■ **Written exercise**
Copy everything from the line containing "the hay bale" down to the end of the records, substituting "straw bale" for "hay bale" and keeping all else unchanged.
====
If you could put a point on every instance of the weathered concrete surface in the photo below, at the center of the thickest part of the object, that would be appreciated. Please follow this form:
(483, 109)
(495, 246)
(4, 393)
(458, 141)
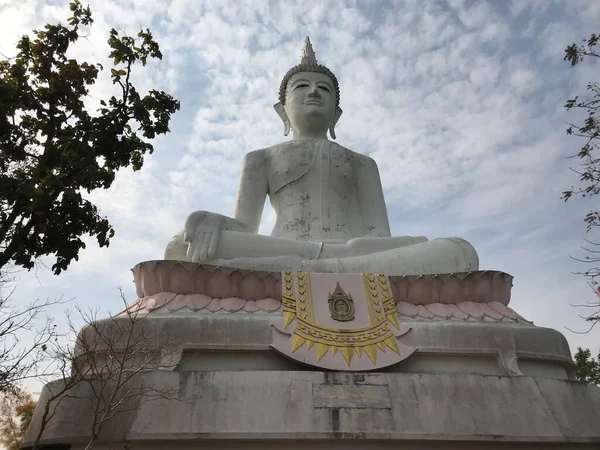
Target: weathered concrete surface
(239, 341)
(421, 409)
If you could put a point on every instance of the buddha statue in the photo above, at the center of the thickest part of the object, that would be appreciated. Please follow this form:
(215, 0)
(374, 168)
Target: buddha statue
(331, 213)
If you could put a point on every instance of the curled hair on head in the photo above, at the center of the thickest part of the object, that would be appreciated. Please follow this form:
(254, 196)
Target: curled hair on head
(308, 63)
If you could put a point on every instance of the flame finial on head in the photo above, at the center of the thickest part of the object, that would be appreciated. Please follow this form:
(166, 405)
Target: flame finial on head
(308, 63)
(307, 55)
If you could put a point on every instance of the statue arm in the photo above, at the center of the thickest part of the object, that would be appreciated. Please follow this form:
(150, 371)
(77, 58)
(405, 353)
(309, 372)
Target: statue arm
(370, 200)
(252, 191)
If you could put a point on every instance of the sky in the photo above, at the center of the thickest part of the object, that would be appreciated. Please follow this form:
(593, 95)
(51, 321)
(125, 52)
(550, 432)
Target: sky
(460, 103)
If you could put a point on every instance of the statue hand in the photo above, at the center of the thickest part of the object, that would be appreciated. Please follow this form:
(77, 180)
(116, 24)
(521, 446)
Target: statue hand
(201, 232)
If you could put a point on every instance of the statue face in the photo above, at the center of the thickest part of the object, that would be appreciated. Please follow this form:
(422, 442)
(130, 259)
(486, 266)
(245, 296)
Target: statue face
(310, 101)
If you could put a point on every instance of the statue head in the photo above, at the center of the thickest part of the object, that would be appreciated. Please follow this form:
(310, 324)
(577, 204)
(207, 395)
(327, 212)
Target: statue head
(309, 96)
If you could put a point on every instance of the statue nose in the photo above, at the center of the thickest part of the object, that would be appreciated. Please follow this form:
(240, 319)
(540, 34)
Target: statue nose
(314, 92)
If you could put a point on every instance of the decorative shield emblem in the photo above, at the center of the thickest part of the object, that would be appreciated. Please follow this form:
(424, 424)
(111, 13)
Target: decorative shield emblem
(339, 321)
(341, 305)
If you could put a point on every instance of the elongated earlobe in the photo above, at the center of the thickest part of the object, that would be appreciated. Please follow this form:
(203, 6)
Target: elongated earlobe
(279, 108)
(336, 116)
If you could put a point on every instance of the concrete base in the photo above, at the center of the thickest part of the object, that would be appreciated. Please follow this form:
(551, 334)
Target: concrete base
(271, 409)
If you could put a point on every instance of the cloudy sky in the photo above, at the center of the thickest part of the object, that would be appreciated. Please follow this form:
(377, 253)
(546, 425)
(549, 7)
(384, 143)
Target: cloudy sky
(459, 102)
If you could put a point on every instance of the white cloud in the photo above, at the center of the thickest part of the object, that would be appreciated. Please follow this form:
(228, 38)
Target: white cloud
(459, 102)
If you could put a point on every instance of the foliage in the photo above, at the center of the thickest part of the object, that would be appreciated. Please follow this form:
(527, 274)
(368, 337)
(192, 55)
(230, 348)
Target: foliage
(588, 160)
(24, 338)
(101, 366)
(52, 149)
(16, 411)
(586, 367)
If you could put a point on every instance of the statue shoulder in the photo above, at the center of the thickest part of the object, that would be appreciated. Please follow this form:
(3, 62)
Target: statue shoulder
(263, 156)
(360, 159)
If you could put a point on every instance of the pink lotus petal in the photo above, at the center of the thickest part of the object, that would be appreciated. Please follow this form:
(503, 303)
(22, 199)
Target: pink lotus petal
(218, 285)
(407, 309)
(232, 304)
(214, 305)
(159, 300)
(424, 312)
(450, 290)
(483, 290)
(251, 306)
(491, 312)
(268, 304)
(472, 309)
(456, 312)
(196, 302)
(504, 310)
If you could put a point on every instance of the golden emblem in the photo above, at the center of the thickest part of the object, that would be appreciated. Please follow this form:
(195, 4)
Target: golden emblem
(341, 305)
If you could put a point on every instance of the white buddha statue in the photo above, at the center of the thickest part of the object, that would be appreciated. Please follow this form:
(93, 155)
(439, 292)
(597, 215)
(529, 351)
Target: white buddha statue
(331, 214)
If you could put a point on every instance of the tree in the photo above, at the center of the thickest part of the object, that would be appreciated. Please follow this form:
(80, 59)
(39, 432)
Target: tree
(103, 367)
(16, 410)
(52, 149)
(21, 358)
(588, 163)
(587, 368)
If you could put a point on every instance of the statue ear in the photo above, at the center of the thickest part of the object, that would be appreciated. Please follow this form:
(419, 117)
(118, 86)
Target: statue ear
(336, 116)
(280, 109)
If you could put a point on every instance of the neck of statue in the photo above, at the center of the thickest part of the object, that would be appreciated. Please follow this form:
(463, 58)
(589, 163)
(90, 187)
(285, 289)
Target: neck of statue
(310, 134)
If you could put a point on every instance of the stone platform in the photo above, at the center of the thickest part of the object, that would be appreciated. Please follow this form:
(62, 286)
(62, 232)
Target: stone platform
(251, 409)
(482, 375)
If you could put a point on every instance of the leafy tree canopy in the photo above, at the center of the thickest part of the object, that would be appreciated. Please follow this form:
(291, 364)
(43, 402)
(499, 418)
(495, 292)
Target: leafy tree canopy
(586, 367)
(52, 148)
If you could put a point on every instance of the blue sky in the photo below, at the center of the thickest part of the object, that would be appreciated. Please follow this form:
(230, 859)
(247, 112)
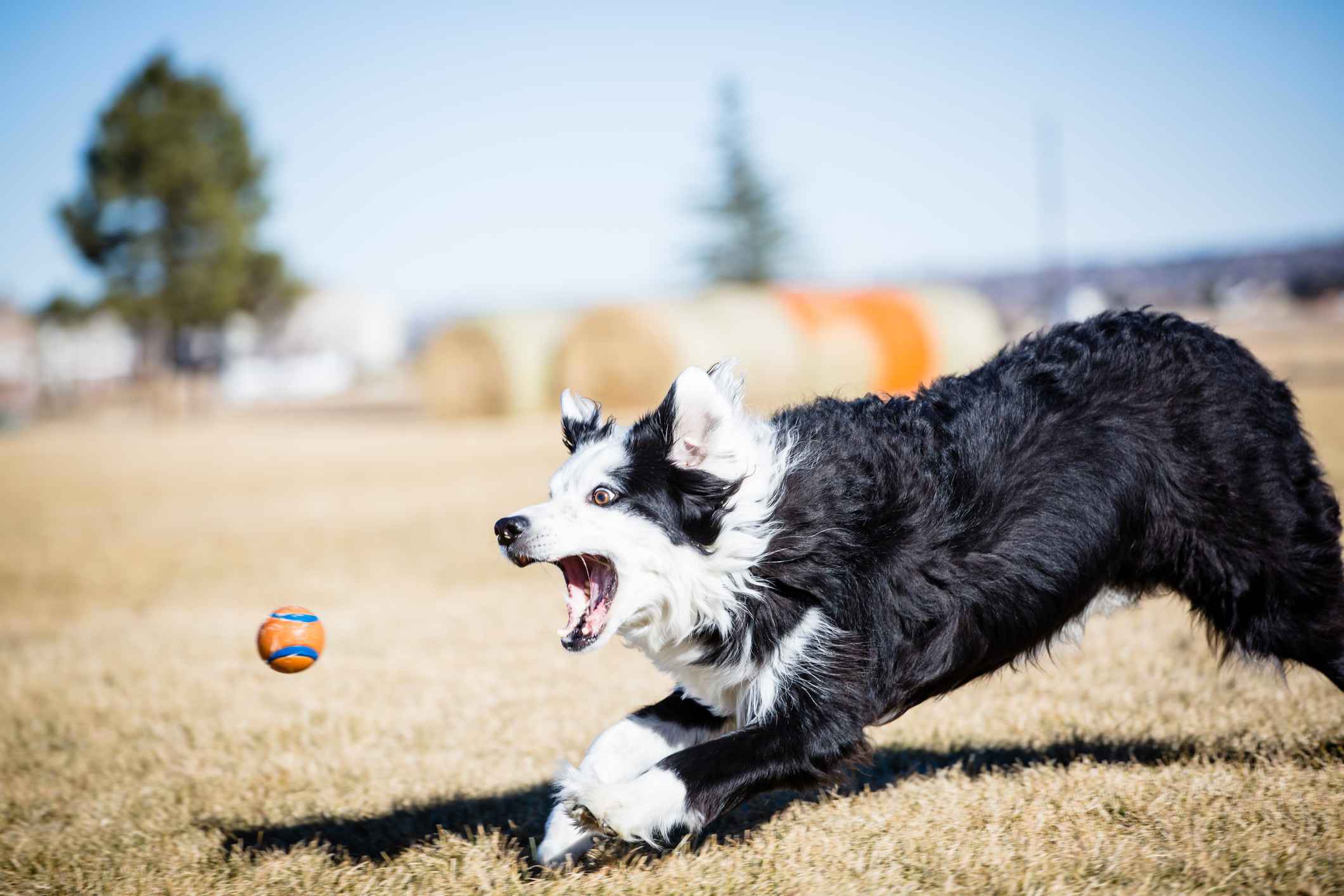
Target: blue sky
(458, 155)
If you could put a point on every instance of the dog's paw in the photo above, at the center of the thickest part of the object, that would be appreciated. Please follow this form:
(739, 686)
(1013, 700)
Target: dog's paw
(646, 809)
(565, 842)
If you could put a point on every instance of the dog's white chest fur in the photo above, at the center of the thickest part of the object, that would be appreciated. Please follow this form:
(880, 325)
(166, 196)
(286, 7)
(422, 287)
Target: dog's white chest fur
(749, 691)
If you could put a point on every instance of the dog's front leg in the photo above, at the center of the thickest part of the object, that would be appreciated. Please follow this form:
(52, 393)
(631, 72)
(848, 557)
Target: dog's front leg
(621, 754)
(689, 789)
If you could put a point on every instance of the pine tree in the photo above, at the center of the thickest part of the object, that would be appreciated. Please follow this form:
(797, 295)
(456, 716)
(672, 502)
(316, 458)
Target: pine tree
(750, 237)
(170, 206)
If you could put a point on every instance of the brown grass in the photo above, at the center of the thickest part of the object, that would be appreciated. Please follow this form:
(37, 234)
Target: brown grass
(144, 748)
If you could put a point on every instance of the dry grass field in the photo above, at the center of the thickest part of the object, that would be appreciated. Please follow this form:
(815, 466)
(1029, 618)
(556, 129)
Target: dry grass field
(146, 750)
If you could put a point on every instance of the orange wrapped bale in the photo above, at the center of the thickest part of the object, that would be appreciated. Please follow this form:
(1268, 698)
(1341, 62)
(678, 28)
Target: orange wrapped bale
(291, 640)
(898, 327)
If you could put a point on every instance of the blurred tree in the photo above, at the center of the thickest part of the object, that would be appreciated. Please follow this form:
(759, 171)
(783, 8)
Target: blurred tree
(750, 236)
(170, 207)
(63, 309)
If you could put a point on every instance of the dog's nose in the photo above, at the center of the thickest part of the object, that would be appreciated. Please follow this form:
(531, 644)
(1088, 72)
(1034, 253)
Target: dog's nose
(508, 530)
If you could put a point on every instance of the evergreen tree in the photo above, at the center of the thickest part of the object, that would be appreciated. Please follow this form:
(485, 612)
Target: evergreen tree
(749, 237)
(170, 206)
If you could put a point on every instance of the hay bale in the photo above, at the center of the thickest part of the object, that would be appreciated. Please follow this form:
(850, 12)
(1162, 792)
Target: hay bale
(968, 327)
(898, 332)
(627, 356)
(491, 366)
====
■ **Solution for this problem**
If you could put a point on every instance of the straw bale in the photo above, at the center of the thickest part of the object, that would be appreciated. Please follow this form:
(850, 12)
(1162, 792)
Target: straw bale
(968, 327)
(898, 332)
(627, 356)
(491, 366)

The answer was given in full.